Data rows:
## Begin

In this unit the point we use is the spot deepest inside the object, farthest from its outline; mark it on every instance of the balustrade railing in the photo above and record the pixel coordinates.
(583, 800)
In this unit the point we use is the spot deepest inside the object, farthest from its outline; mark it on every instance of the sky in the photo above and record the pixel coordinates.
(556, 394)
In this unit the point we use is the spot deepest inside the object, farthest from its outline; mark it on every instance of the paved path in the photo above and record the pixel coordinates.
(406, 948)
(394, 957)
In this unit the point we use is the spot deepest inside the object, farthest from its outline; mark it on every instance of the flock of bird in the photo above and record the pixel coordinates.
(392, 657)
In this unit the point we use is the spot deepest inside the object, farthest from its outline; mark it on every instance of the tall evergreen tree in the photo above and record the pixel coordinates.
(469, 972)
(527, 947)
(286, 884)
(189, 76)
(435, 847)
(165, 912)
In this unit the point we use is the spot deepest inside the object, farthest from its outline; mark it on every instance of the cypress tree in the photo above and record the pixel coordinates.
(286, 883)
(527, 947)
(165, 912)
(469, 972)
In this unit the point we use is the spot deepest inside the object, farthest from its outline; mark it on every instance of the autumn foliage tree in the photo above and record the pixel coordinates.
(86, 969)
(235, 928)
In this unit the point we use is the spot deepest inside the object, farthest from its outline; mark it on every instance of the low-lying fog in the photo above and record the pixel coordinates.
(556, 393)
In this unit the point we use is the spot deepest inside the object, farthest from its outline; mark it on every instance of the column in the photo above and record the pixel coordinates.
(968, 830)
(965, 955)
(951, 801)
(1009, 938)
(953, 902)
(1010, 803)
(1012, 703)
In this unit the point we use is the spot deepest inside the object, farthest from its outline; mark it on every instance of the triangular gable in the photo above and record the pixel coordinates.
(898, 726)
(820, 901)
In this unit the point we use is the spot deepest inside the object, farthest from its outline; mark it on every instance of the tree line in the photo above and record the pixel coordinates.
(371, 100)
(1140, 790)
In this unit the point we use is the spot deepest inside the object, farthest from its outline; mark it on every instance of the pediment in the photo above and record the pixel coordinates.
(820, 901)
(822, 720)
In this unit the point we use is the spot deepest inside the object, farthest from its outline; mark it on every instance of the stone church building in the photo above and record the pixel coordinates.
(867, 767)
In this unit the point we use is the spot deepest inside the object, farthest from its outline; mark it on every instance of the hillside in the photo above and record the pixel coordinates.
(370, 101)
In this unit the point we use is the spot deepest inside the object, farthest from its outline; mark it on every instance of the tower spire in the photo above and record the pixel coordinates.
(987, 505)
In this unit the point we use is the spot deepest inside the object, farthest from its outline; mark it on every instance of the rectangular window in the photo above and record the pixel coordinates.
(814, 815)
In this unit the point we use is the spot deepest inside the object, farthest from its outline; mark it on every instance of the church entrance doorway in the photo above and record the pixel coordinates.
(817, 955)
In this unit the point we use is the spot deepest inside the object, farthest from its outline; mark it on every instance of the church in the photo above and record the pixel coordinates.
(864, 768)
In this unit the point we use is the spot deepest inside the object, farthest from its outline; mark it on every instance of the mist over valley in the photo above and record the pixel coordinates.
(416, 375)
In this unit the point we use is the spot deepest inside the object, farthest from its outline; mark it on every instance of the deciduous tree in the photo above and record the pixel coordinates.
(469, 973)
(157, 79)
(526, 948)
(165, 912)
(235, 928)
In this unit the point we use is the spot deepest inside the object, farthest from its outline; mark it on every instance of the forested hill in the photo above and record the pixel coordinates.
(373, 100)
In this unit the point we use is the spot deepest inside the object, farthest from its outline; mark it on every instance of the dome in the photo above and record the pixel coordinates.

## End

What you should do:
Please reproduce the entire listing above word for word, keeping every line unchanged and in its original order.

Written answer:
In this unit the point we use is the spot deepest inside the object, farthest from its outline; mark it on every instance of the balustrade railing in the photo above and record the pixel coordinates.
(583, 800)
In this unit the point we use is the spot deepest inside the object, farthest from its outline; mark it on every instance of the sky in the photo above and record the pixel coordinates.
(556, 394)
In this unit the point we use is the spot deepest inside the object, farthest from its outline; mark it on every instance of the paved path in the photo above and record the pixel coordinates.
(406, 948)
(394, 957)
In this unit the point we use is the spot deepest inside the object, farthest from its outline; mark it on every instance of the flock of bird in the photo above and record the pixel coordinates.
(392, 657)
In this unit the point we use is the spot deepest inside the object, farthest from its outline; mark it on every instance of the tall evergreen tree in the photo above and record the pixel coordinates.
(469, 972)
(527, 947)
(286, 884)
(189, 76)
(435, 847)
(165, 912)
In this unit the point we use is the spot deepest inside the object, farthest from its outline; mark it on every instance of the cypress tree in the photo above and record the pixel coordinates.
(286, 883)
(527, 947)
(165, 912)
(469, 972)
In this unit the point we use is the spot deepest inside the object, farthest from its outline; mark it on every instance of the autumn foliage tree in the photo above and record the pixel coordinates.
(86, 969)
(235, 928)
In this unit the point we use is the spot deepest inside the object, farthest from its outline; mark it on every instance of the low-lying fog in the photo above and record the pixel coordinates.
(556, 393)
In this unit the point we use is the spot deepest inside the object, farthest from its outline; mark it on every instance of the column in the photo above and record the pixel coordinates.
(968, 830)
(965, 955)
(951, 801)
(1009, 938)
(953, 902)
(1010, 803)
(1012, 703)
In this unit the point we use is the spot deepest inside the object, farthest from its outline; mark it on every instance of the triangular gable in the photo above and record the pixel coordinates.
(898, 726)
(820, 901)
In this unit the point we use is the spot deepest inside the object, farthest from its outline; mark it on every instance of the tree line in the photo above and record the pixel coordinates.
(371, 100)
(1140, 790)
In this unit the point we use is the spot deepest inside the object, farthest from its outline; mark it on every instance of the pediment in the photo above and record the pixel coordinates.
(820, 901)
(822, 720)
In this unit the point we use is the spot deepest inside the object, farthest from its outline; mark it on every instance of the stone church building in the photo above and record the pixel coordinates.
(867, 767)
In this unit the point we use is the spot deepest inside the object, farthest from its outline; mark it on every instance of the hillside in the photo above and record the pixel coordinates.
(370, 101)
In this unit the point we use is the spot deepest inside the object, farthest from its outline; mark it on every instance of the tower spire in the photo above and record the pixel coordinates.
(987, 505)
In this unit the point we use is the spot deepest inside the object, farthest from its outline; mark it on every instance of the rectangular window in the photo above and record the pixel coordinates.
(814, 815)
In this unit the point we use is the spot deepest inside the object, farthest from its outline; mark it on every instance of the church entrance doorway in the photo above and record the pixel coordinates.
(817, 955)
In this unit the point we use is the spot deepest inside the object, farthest from its outline; mark it on every instance of the church in the photo above and record the pixel coordinates.
(864, 768)
In this unit the point we use is the spot deepest inside the object, farthest from its outline; mark it on every instance of the mist over valley in the photo above and record the pixel coordinates.
(416, 375)
In this unit the point we use is the spot deepest inside the object, farthest from its outline; mark it on every instance of the deciduous tree in the photo above and record the pixel coordinates.
(469, 973)
(157, 79)
(526, 948)
(165, 912)
(235, 928)
In this unit the point we use is the spot deepest inside the object, farthest from its outline; mark it on every instance of the forested hill in the photo above and record the pixel coordinates.
(373, 100)
In this unit the point we use is the spot deepest inside the object, farthest from its outline; mark it on every instance of the dome in the photo above and record the pixel coordinates.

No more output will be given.